### TEKS LATIHAN
Selain itu, arsitektur modern yang berorientasi pada negara empat musim akan memusatkan semua aktivitas di dalam ruangan karena adanya musim dingin. Adapun arsitektur Nusantara yang dibangun di negara dua musim berorientasi pada aktivitas luar ruangan sehingga menciptakan kegiatan sosial ataupun gotong royong.
”Secara bahan baku atau pembentuk genetiknya, sebenarnya kita sudah memiliki cara membangun arsitektur sendiri. Ini yang sekarang dilupakan dan tidak menjadi pembelajaran di perguruan tinggi. Ibaratnya kita belajar arsitektur modern hanya mengisi sisi otak sebelah kiri dan sebelah kanan kosong,” ungkapnya.
Potensi
Mengembangkan arsitektur Nusantara telah dilakukan Yori sejak puluhan tahun lalu. Ia mulai dikenal luas saat membangun kembali rumah-rumah di Desa Adat Waerebo, Manggarai, Nusa Tenggara Timur. Di desa adat ini hanya terdapat tujuh rumah utama atau disebut Mbaru Niang yang senantiasa terus dijaga kelestariannya oleh para warga.
Yori menceritakan, untuk pertama kali dalam sejarah, dokumentasi pembangunan arsitektur tradisional diabadikan dalam film yang diambil secara timelapse atau dari waktu ke waktu. Setelah proses pembangunan selesai, warga juga menyelenggarakan acara berupa tarian adat caci sebagai bentuk kebahagiaan dan rasa syukur. Ini menunjukkan arsitektur Nusantara dibangun dengan gotong royong dan saling menghargai satu sama lain.

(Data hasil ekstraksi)

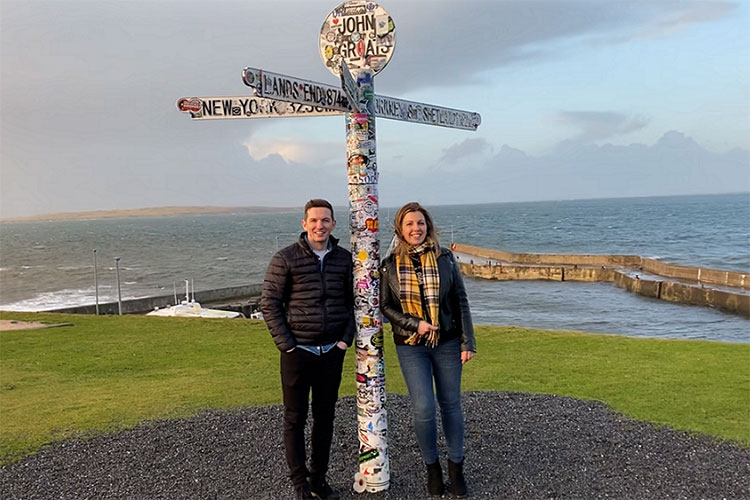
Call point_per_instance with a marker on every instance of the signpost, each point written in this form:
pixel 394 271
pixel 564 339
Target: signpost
pixel 357 40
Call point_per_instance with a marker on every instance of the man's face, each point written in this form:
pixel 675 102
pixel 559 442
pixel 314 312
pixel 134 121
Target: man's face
pixel 319 225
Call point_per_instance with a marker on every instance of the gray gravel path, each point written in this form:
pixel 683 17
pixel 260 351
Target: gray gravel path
pixel 518 446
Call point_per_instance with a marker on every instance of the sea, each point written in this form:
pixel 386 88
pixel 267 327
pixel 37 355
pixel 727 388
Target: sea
pixel 50 264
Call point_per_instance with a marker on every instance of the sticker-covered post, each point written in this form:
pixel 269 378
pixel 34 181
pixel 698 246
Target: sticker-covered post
pixel 356 42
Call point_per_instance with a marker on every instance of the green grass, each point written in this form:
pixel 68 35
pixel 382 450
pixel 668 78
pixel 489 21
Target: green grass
pixel 109 373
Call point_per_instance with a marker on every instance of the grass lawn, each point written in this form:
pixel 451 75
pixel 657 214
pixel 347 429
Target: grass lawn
pixel 109 373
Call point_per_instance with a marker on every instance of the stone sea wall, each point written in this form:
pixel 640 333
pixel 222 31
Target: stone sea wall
pixel 647 277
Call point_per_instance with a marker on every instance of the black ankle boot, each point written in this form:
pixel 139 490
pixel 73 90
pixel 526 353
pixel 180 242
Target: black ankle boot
pixel 456 474
pixel 435 479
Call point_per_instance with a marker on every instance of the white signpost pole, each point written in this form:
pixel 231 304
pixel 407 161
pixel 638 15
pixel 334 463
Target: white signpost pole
pixel 359 36
pixel 356 42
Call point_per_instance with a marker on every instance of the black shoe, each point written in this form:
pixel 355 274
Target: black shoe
pixel 303 492
pixel 458 482
pixel 320 488
pixel 435 484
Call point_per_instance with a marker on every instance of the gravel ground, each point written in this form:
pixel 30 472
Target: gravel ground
pixel 517 446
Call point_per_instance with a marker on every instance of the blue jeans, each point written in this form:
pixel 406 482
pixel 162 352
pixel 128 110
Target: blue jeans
pixel 420 364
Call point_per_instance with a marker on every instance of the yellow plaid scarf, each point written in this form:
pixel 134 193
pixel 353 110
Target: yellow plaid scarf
pixel 411 300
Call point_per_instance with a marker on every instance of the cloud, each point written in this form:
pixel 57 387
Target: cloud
pixel 290 149
pixel 674 165
pixel 466 149
pixel 599 125
pixel 681 15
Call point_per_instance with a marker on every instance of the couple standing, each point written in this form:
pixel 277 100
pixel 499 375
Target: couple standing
pixel 308 307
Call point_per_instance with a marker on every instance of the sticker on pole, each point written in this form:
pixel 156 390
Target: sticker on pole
pixel 359 32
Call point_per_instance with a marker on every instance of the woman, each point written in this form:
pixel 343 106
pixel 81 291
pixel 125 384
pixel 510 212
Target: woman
pixel 423 296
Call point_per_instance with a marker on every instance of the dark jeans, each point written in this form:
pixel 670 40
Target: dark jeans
pixel 302 372
pixel 420 366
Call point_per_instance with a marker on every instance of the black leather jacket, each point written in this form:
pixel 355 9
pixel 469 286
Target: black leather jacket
pixel 454 303
pixel 302 304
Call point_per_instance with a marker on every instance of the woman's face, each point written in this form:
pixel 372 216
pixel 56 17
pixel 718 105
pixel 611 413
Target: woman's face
pixel 414 228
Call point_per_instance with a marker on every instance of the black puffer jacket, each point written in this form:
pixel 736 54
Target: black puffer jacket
pixel 454 303
pixel 302 304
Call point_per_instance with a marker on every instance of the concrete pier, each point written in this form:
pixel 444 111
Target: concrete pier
pixel 725 290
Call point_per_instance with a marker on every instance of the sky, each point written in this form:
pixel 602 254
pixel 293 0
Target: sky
pixel 579 99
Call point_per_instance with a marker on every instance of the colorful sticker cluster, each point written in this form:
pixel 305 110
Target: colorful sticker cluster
pixel 361 164
pixel 360 32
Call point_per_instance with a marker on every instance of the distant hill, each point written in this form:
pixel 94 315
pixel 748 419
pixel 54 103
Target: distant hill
pixel 146 212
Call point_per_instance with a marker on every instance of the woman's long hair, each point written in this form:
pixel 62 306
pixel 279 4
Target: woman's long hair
pixel 401 245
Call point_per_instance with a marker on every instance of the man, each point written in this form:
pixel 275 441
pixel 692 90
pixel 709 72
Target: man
pixel 308 307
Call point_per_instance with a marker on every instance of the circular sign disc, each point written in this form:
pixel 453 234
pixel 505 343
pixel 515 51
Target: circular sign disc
pixel 360 32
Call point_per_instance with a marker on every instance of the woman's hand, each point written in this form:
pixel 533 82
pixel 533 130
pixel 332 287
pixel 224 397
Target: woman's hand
pixel 424 328
pixel 466 356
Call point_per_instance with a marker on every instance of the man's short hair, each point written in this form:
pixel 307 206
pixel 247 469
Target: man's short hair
pixel 318 202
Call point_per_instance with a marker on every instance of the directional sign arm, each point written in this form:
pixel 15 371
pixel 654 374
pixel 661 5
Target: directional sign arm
pixel 288 88
pixel 222 108
pixel 419 112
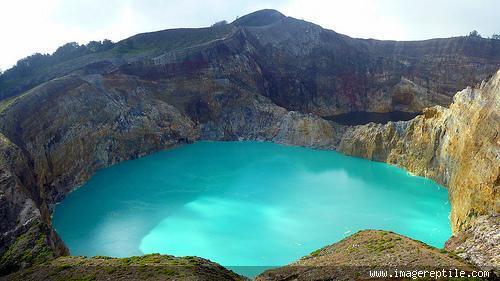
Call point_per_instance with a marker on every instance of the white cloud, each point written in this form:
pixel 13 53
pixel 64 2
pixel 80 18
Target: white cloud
pixel 41 26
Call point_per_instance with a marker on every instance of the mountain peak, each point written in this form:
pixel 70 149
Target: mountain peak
pixel 259 18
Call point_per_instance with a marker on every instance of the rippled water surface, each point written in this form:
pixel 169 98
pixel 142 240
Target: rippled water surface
pixel 246 203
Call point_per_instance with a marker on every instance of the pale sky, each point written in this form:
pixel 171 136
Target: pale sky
pixel 29 26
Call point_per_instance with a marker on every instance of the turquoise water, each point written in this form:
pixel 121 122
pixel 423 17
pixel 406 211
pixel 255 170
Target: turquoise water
pixel 246 203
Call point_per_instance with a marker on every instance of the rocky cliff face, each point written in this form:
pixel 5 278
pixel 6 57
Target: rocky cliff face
pixel 264 77
pixel 458 147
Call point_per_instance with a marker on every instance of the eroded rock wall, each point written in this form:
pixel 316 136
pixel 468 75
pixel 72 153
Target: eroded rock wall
pixel 458 147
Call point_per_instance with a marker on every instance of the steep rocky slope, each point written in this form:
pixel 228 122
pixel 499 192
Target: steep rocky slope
pixel 458 147
pixel 264 77
pixel 355 256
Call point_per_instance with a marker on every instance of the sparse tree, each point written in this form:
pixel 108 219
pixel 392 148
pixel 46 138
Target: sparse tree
pixel 474 33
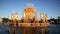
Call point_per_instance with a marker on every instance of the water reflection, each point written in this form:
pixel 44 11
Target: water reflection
pixel 53 29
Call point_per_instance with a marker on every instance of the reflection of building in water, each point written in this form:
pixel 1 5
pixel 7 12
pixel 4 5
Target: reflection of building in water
pixel 1 20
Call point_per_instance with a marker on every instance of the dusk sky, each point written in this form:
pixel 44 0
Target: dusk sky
pixel 50 7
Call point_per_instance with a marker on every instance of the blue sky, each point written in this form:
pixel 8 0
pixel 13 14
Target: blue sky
pixel 50 7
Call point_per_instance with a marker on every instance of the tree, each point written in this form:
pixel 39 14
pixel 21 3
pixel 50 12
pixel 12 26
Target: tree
pixel 5 20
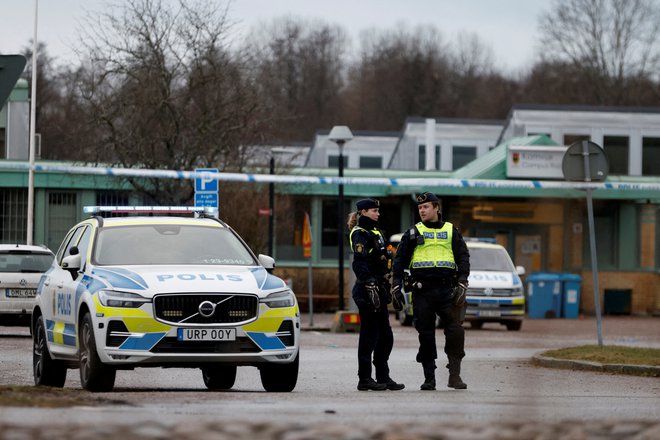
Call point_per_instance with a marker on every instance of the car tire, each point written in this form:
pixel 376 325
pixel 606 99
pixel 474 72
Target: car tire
pixel 219 377
pixel 94 375
pixel 279 377
pixel 47 372
pixel 404 318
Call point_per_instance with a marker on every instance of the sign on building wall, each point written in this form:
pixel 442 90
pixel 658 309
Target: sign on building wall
pixel 535 162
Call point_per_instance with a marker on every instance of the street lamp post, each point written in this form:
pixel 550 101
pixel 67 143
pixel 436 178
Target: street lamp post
pixel 340 134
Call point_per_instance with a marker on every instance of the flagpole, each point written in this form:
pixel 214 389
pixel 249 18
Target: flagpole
pixel 33 109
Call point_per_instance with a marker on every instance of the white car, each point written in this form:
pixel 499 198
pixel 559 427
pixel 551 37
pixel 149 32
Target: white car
pixel 21 268
pixel 163 291
pixel 495 291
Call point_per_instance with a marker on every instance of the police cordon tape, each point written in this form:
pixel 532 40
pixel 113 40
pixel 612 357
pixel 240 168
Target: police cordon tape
pixel 319 180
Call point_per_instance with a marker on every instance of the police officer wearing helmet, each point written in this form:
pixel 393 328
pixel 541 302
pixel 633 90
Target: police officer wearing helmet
pixel 371 264
pixel 439 263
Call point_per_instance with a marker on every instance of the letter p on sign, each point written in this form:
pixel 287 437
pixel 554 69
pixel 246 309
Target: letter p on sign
pixel 206 183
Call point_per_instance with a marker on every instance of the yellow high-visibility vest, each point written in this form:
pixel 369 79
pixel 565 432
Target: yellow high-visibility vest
pixel 436 250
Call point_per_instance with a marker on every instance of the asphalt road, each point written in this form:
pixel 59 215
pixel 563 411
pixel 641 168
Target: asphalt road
pixel 503 387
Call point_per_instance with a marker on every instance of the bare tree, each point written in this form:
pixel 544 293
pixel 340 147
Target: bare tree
pixel 399 74
pixel 298 69
pixel 164 92
pixel 612 44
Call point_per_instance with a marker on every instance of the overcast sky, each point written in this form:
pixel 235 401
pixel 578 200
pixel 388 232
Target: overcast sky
pixel 508 26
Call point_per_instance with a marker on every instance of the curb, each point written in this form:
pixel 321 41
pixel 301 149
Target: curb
pixel 636 370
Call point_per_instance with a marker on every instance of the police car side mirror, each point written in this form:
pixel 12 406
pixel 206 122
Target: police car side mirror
pixel 267 262
pixel 71 262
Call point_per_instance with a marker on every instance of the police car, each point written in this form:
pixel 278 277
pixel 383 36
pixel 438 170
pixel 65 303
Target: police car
pixel 162 291
pixel 495 291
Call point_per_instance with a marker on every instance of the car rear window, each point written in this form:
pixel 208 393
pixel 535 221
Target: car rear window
pixel 169 244
pixel 24 261
pixel 490 259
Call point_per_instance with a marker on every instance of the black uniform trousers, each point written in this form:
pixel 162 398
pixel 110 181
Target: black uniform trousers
pixel 375 338
pixel 427 303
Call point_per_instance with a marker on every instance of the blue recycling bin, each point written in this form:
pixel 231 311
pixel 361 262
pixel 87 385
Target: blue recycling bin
pixel 544 295
pixel 570 304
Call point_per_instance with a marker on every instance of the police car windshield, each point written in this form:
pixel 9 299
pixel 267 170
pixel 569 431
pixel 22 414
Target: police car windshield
pixel 169 244
pixel 490 259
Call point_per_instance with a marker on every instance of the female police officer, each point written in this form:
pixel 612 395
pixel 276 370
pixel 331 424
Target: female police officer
pixel 371 264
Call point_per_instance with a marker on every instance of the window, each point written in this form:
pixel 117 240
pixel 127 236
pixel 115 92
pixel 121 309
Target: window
pixel 570 139
pixel 13 215
pixel 373 162
pixel 329 222
pixel 616 150
pixel 463 156
pixel 651 156
pixel 333 161
pixel 290 219
pixel 421 162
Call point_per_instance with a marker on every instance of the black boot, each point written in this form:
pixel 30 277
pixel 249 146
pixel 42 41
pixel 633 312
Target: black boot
pixel 455 380
pixel 429 377
pixel 370 384
pixel 392 385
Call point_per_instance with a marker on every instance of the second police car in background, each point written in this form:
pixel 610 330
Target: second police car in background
pixel 495 291
pixel 162 291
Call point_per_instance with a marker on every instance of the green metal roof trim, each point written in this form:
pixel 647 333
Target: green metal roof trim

### RINCIAN TUGAS
Salin seluruh teks tentang arsitektur Nusantara tanpa mengubah satu kata pun. Data ini diambil dari sumber yang berbeda.

### JAWABAN TUGAS
Selain itu, arsitektur modern yang berorientasi pada negara empat musim akan memusatkan semua aktivitas di dalam ruangan karena adanya musim dingin. Adapun arsitektur Nusantara yang dibangun di negara dua musim berorientasi pada aktivitas luar ruangan sehingga menciptakan kegiatan sosial ataupun gotong royong.
”Secara bahan baku atau pembentuk genetiknya, sebenarnya kita sudah memiliki cara membangun arsitektur sendiri. Ini yang sekarang dilupakan dan tidak menjadi pembelajaran di perguruan tinggi. Ibaratnya kita belajar arsitektur modern hanya mengisi sisi otak sebelah kiri dan sebelah kanan kosong,” ungkapnya.
Potensi
Mengembangkan arsitektur Nusantara telah dilakukan Yori sejak puluhan tahun lalu. Ia mulai dikenal luas saat membangun kembali rumah-rumah di Desa Adat Waerebo, Manggarai, Nusa Tenggara Timur. Di desa adat ini hanya terdapat tujuh rumah utama atau disebut Mbaru Niang yang senantiasa terus dijaga kelestariannya oleh para warga.
Yori menceritakan, untuk pertama kali dalam sejarah, dokumentasi pembangunan arsitektur tradisional diabadikan dalam film yang diambil secara timelapse atau dari waktu ke waktu. Setelah proses pembangunan selesai, warga juga menyelenggarakan acara berupa tarian adat caci sebagai bentuk kebahagiaan dan rasa syukur. Ini menunjukkan arsitektur Nusantara dibangun dengan gotong royong dan saling menghargai satu sama lain.